### Text extract ###
PlaySmart uses the CheapShark API to fetch real-time game deal data.

Getting Started

  1. No API key required - CheapShark is a public API
  2. No authentication needed
  3. Rate limit: ~1 request per 0.5 seconds (built into pipeline)

What You Get

  • Deal data: Title, current price, retail price, discount %, store
  • Deal ratings: Quality scores from CheapShark community
  • 90+ retailers: Steam, Epic Games Store, GOG, Fanatical, Humble Bundle, Green Man Gaming, and more
  • Real-time pricing: Updated approximately every 20 minutes

Rate Limiting

  • Pipeline includes automatic 0.5s delays between requests
  • CheapShark has generous rate limits for non-commercial use
  • Suitable for personal projects and hobby use

🚀 Getting Started

Prerequisites

  • Python 3.8+
  • pip (Python package manager)
  • Git (for version control)
### Supplied records ###
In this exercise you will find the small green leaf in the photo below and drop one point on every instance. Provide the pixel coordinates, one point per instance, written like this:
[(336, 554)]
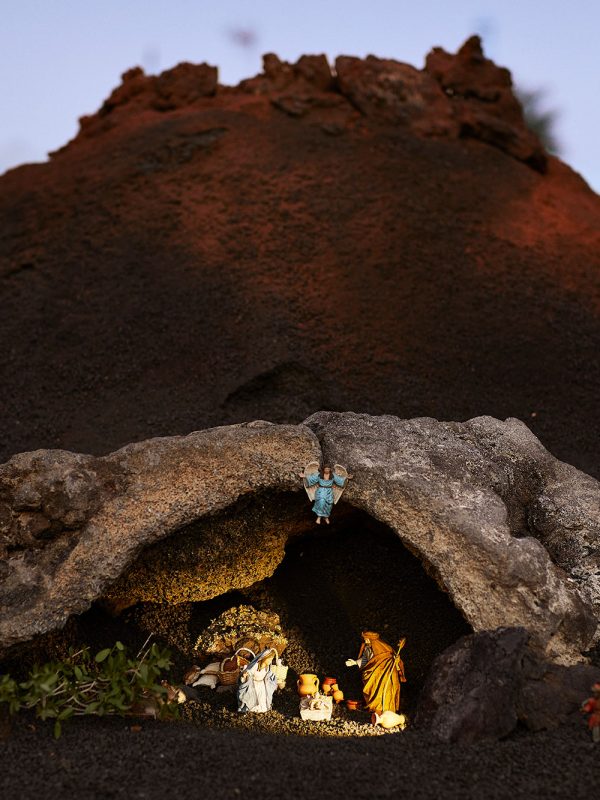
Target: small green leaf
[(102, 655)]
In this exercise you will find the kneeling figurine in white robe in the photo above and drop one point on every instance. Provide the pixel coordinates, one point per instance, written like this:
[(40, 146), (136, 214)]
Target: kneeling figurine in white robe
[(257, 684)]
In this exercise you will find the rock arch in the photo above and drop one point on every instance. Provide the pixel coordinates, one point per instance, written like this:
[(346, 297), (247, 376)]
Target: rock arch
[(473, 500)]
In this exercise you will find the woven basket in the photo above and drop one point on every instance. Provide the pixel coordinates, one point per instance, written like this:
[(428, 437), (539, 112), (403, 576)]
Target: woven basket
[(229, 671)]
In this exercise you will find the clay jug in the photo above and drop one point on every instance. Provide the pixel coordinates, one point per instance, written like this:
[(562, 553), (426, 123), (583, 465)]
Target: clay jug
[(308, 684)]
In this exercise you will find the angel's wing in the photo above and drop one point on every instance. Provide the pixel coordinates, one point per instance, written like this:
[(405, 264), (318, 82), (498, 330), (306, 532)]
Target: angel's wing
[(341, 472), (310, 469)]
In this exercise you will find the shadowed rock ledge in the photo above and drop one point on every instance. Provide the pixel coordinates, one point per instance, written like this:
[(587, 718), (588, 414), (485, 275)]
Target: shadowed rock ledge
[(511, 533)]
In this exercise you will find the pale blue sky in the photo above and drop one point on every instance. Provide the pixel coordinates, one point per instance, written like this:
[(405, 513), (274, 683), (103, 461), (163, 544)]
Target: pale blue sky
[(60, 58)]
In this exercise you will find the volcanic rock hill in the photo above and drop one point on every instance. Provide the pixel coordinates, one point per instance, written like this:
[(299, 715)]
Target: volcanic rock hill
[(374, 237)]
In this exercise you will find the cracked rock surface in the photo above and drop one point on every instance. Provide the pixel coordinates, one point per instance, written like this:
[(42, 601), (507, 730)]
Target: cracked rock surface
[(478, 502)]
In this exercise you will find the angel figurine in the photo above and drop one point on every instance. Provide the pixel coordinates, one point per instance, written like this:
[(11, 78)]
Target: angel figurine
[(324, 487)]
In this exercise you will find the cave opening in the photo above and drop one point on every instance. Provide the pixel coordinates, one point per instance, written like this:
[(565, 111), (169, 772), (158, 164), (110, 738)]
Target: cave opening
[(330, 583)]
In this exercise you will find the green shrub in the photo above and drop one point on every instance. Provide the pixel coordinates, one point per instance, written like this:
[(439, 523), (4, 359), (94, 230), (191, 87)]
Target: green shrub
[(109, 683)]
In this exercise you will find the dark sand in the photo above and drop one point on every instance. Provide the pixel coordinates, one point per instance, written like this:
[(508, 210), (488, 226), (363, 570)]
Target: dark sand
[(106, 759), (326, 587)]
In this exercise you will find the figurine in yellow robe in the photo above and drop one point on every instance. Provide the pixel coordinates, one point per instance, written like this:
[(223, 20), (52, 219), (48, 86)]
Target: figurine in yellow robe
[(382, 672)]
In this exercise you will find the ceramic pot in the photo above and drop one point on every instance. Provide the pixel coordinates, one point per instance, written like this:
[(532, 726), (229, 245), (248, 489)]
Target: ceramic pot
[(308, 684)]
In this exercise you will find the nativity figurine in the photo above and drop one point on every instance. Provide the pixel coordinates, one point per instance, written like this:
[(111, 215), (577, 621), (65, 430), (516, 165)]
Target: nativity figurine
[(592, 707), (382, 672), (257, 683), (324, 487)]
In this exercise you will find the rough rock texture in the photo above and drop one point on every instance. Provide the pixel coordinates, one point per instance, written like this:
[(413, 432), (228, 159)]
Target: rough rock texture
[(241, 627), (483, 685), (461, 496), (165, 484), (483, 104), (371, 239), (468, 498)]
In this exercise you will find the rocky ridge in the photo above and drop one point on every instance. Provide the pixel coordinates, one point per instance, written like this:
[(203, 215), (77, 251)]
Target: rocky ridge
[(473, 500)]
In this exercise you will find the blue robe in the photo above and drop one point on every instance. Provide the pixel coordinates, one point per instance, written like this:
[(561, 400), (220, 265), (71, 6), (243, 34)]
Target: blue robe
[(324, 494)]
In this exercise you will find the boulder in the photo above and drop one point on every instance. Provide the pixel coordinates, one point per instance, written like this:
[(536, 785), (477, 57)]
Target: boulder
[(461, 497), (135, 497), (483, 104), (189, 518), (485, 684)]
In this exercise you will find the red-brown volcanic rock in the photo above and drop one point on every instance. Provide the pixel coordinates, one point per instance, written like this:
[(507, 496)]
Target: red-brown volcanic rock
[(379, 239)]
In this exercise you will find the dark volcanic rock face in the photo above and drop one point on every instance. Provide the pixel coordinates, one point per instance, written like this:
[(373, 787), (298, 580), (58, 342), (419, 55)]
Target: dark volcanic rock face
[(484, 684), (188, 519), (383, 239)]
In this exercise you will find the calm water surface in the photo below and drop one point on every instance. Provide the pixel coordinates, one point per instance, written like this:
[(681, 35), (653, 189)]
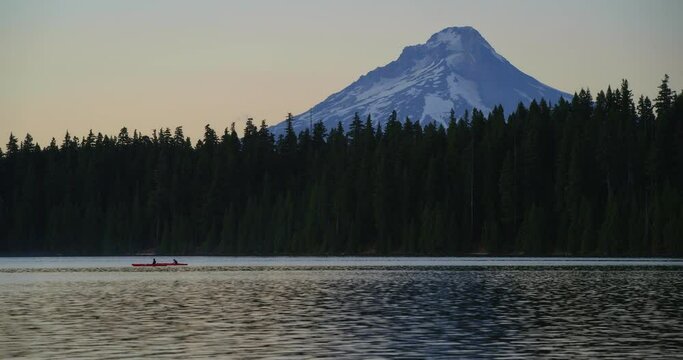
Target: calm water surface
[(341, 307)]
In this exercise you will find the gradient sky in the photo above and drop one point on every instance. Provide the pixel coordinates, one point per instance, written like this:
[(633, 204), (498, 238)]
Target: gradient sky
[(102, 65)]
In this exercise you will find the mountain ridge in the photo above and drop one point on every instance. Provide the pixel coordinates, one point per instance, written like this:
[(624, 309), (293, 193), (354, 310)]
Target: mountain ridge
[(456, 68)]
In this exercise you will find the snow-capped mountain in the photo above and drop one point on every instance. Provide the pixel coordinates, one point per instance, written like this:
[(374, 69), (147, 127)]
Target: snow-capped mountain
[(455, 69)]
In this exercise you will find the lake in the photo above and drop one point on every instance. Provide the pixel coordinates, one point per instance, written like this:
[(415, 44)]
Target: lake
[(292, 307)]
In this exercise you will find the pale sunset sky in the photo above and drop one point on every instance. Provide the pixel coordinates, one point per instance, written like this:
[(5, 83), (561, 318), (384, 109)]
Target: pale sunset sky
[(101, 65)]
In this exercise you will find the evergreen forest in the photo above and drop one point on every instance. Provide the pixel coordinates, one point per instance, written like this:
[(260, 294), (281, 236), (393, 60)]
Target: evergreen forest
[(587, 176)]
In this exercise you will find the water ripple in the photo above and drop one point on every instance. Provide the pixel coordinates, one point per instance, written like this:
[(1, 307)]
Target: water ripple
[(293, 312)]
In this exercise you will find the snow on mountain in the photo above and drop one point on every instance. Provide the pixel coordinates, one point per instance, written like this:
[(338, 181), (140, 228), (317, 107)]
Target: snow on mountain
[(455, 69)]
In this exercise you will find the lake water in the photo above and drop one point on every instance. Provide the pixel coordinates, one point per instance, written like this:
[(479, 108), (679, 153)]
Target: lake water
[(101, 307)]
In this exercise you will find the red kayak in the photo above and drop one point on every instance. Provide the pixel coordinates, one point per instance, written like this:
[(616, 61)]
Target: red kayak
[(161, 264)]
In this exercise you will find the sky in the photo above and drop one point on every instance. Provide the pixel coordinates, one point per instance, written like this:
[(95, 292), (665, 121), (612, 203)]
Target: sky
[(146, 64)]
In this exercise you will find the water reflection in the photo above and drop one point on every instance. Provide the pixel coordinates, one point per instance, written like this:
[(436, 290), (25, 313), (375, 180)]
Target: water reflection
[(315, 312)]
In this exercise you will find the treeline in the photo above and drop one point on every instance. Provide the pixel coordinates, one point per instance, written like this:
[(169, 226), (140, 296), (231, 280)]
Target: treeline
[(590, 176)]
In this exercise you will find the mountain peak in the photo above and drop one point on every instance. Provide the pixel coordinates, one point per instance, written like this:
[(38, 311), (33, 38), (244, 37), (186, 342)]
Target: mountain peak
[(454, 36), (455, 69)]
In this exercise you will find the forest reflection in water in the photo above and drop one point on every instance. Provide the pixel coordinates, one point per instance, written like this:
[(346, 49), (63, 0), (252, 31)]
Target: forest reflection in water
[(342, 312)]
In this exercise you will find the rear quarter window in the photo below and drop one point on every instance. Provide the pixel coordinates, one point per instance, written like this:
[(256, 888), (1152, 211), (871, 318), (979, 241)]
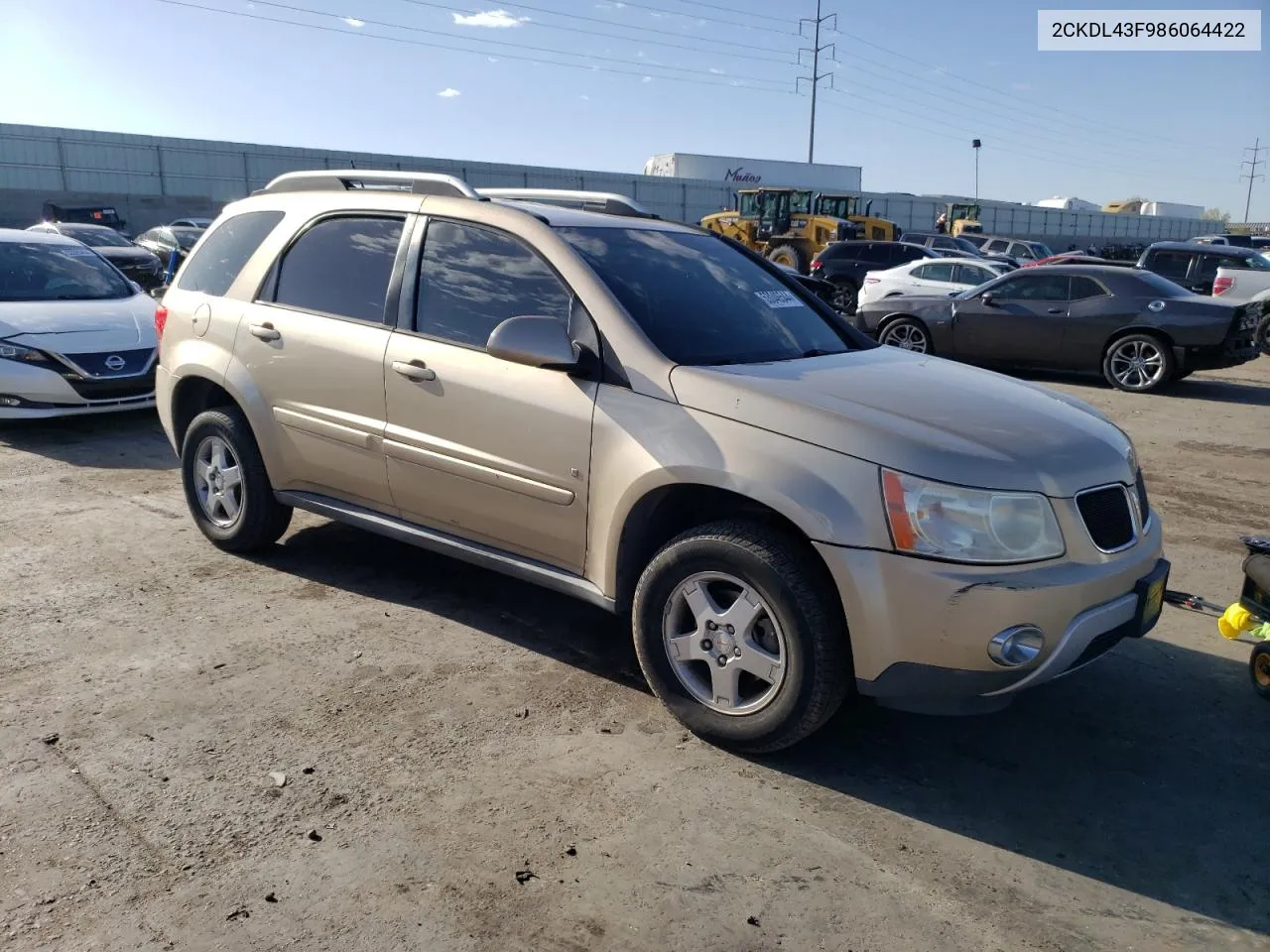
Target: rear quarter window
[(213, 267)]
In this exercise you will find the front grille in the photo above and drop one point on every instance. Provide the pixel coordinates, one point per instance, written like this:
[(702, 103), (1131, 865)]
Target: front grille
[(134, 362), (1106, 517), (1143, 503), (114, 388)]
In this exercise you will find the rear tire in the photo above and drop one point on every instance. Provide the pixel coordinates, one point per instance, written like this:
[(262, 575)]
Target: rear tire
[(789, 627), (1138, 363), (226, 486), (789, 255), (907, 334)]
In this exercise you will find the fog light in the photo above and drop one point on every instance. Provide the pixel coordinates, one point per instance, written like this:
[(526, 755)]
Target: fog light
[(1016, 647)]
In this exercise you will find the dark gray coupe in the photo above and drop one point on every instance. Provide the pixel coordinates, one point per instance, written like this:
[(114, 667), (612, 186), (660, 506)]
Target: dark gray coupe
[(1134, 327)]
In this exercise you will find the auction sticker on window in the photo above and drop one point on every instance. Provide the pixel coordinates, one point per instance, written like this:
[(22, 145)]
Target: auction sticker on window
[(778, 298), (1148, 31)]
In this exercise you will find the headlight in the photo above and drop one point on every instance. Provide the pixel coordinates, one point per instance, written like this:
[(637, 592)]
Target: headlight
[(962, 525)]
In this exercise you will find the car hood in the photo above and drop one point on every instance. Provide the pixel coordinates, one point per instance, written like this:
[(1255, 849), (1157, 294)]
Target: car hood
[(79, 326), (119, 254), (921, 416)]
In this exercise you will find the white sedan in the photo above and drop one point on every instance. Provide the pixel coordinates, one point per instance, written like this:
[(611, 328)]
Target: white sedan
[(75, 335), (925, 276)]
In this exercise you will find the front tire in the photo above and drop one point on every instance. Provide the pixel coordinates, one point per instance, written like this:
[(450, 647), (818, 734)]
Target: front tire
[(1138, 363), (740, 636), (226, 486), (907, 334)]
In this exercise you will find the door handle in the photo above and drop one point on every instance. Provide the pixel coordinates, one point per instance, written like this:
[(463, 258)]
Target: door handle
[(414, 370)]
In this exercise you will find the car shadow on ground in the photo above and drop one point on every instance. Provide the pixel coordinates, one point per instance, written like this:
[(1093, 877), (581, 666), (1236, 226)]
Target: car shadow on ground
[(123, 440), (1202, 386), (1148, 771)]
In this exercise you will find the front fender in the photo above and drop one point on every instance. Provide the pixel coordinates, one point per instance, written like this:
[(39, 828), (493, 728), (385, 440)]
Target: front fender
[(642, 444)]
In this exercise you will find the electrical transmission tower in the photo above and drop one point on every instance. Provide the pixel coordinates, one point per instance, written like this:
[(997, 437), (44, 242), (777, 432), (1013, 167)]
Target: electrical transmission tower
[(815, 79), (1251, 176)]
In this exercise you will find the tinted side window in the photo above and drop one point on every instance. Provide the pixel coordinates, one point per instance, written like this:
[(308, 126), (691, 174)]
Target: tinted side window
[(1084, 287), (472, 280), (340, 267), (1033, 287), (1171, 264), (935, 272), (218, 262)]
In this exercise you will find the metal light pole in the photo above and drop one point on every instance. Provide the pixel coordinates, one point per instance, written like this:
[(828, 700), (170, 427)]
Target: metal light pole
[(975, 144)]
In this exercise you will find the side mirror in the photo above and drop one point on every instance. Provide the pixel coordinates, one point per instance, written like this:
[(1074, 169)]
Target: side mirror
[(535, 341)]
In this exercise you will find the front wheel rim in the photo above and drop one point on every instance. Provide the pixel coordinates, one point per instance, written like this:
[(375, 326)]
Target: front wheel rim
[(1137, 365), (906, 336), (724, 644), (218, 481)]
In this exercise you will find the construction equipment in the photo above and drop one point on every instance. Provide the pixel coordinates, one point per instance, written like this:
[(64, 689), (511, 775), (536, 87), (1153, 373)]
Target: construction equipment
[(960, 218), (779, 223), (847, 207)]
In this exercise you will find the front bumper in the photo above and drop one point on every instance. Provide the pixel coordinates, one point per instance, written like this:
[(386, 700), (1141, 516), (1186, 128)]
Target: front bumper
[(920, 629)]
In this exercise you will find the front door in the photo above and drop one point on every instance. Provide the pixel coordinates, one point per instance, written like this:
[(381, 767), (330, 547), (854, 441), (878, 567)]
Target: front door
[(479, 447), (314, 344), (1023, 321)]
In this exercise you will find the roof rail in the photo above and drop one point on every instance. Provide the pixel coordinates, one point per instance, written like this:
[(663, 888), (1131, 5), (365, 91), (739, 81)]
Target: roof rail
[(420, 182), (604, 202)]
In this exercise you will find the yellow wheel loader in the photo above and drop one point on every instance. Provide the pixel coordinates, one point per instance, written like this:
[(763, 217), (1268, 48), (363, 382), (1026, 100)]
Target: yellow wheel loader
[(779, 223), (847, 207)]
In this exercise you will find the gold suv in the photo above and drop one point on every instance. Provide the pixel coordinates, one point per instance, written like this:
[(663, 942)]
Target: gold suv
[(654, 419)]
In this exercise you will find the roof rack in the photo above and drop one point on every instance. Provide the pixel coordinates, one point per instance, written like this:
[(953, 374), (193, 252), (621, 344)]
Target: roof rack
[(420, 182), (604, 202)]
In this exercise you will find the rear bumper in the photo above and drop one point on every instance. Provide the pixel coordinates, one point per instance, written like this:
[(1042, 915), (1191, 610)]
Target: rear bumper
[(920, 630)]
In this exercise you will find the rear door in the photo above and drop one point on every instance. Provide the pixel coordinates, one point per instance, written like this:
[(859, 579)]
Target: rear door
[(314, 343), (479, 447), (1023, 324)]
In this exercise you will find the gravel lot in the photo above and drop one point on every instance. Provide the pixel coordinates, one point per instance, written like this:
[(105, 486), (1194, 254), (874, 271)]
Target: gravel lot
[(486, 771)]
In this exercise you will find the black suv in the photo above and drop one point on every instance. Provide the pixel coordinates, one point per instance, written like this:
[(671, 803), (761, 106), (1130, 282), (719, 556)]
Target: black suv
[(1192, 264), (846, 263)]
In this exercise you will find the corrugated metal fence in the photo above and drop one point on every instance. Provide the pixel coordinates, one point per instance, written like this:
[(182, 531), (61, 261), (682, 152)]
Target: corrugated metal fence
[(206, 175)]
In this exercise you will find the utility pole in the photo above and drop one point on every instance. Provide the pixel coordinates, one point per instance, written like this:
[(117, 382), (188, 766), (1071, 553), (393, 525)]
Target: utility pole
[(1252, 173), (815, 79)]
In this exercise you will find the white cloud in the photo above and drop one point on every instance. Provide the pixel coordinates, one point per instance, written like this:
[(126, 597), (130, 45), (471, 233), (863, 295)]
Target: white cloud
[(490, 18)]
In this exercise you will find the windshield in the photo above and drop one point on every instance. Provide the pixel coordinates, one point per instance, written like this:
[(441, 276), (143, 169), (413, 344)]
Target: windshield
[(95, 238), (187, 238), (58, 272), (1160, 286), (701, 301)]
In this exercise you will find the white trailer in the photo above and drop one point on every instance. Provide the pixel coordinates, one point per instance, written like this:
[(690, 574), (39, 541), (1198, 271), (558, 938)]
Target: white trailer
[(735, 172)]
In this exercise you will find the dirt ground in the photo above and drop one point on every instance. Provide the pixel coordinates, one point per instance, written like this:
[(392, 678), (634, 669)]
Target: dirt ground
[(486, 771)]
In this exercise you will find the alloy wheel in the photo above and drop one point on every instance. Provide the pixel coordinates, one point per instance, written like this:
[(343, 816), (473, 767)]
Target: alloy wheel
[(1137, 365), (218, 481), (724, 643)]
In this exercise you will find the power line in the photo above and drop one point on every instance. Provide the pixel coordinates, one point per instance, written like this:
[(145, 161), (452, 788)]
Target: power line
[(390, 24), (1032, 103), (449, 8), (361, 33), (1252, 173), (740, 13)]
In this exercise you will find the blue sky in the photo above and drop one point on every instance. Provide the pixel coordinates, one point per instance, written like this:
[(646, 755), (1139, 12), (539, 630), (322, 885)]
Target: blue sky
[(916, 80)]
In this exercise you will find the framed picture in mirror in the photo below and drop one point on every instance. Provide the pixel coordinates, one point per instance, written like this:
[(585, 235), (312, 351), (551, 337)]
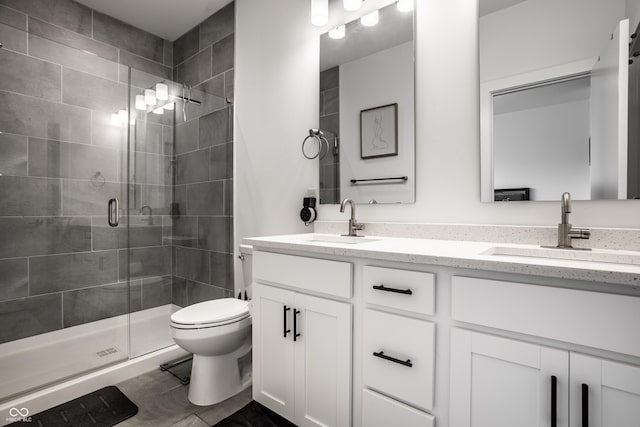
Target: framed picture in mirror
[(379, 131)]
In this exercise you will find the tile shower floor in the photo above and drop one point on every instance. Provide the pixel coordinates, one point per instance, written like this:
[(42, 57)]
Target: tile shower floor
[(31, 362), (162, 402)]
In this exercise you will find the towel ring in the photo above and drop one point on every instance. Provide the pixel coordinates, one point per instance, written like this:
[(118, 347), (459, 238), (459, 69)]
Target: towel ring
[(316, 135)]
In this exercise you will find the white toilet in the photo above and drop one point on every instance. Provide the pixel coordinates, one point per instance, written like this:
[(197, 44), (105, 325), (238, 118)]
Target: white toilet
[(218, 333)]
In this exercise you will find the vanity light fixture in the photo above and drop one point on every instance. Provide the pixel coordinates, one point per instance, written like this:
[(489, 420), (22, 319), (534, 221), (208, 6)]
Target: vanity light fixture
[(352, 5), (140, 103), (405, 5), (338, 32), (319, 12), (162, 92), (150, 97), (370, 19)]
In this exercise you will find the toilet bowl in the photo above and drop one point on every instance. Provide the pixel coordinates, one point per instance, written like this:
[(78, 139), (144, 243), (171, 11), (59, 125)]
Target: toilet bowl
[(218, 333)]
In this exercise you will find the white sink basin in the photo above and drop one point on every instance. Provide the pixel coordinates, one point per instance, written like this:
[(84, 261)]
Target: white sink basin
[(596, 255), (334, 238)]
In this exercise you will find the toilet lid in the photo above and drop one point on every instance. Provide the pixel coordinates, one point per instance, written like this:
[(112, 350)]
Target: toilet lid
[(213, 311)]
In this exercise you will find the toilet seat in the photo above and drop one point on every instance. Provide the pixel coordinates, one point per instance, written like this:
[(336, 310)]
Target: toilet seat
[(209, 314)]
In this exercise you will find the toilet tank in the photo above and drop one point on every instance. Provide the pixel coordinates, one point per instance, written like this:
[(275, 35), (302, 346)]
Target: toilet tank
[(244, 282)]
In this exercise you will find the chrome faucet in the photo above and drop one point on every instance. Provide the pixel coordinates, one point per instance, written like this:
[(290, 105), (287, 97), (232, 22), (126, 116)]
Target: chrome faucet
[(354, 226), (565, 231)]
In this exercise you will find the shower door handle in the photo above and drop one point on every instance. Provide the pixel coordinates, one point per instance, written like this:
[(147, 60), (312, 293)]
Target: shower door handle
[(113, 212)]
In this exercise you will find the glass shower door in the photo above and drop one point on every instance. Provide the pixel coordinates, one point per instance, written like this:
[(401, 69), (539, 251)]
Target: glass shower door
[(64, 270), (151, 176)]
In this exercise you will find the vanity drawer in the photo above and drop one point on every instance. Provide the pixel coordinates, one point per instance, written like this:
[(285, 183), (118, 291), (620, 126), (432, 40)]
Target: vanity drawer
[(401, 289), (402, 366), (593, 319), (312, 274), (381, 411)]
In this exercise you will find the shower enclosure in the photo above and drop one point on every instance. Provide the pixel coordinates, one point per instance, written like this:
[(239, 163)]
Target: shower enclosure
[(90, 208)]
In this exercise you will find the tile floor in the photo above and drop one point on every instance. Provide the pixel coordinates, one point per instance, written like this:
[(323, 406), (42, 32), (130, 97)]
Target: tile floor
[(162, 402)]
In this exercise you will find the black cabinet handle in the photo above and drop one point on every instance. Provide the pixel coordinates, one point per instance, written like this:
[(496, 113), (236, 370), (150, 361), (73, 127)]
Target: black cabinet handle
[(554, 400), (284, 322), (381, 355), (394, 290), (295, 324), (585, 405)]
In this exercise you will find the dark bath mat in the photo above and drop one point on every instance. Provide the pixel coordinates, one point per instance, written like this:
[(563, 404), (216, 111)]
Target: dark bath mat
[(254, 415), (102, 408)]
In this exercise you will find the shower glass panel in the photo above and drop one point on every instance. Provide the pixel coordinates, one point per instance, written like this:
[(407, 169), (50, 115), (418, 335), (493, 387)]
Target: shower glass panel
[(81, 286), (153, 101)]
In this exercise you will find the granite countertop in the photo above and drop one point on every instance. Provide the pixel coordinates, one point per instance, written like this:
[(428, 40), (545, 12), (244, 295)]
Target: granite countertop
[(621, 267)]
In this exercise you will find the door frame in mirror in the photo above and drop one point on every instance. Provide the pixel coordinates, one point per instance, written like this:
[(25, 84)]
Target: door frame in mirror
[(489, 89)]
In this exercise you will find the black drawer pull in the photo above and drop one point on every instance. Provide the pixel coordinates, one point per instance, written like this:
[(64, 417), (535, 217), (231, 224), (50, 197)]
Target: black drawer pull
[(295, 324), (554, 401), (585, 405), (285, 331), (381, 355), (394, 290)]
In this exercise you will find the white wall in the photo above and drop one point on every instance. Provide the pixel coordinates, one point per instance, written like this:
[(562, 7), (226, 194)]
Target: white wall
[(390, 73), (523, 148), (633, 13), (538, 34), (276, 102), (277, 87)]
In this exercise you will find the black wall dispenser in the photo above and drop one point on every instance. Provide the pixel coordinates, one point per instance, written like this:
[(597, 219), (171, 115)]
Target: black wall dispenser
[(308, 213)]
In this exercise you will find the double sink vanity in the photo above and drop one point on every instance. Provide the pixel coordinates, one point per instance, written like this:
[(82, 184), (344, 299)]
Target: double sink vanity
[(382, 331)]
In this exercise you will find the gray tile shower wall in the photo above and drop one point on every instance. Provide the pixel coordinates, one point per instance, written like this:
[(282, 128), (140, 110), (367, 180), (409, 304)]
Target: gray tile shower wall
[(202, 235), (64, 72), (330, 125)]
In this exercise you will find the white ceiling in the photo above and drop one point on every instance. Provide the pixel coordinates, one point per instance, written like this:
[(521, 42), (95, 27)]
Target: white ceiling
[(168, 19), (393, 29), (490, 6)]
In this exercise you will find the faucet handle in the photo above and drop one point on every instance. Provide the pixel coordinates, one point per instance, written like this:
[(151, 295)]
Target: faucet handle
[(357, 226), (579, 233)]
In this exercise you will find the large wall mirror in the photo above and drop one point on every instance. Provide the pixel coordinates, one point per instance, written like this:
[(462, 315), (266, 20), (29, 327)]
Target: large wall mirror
###
=== Things to do ===
1 > Duplicate the part of the CheapShark API text starting with "PlaySmart uses the" and going on through "(built into pipeline)".
2 > From the records, set down the lines starting with the line containing "In this exercise you will find the front fender" and going on through the line containing "272), (218, 262)]", reproducing each one without change.
The CheapShark API text and the records are unrelated material.

=== Responses to the exercise ===
1 >
PlaySmart uses the CheapShark API to fetch real-time game deal data.

Getting Started

  1. No API key required - CheapShark is a public API
  2. No authentication needed
  3. Rate limit: ~1 request per 0.5 seconds (built into pipeline)

2 >
In this exercise you will find the front fender in the photo above and drop one point on every instance. Provide the pixel coordinates, one point per instance, written like this:
[(39, 828), (493, 728), (385, 440)]
Target: front fender
[(642, 444)]
In this exercise you will find the electrical transmission tower in the photo above and drop one point on every instance. Provide the pixel coordinates, one point per instance, written like this:
[(997, 437), (44, 242), (777, 432), (1013, 167)]
Target: electrical transmission tower
[(815, 79), (1251, 176)]
In this exercise you will find the tinted side window in the photo above and drop one point on every instance. Provide the pixel coordinates, one point per instance, written like this:
[(308, 126), (691, 174)]
Target: tinted side window
[(1084, 287), (472, 280), (340, 267), (1033, 287), (1171, 264), (935, 272), (218, 262)]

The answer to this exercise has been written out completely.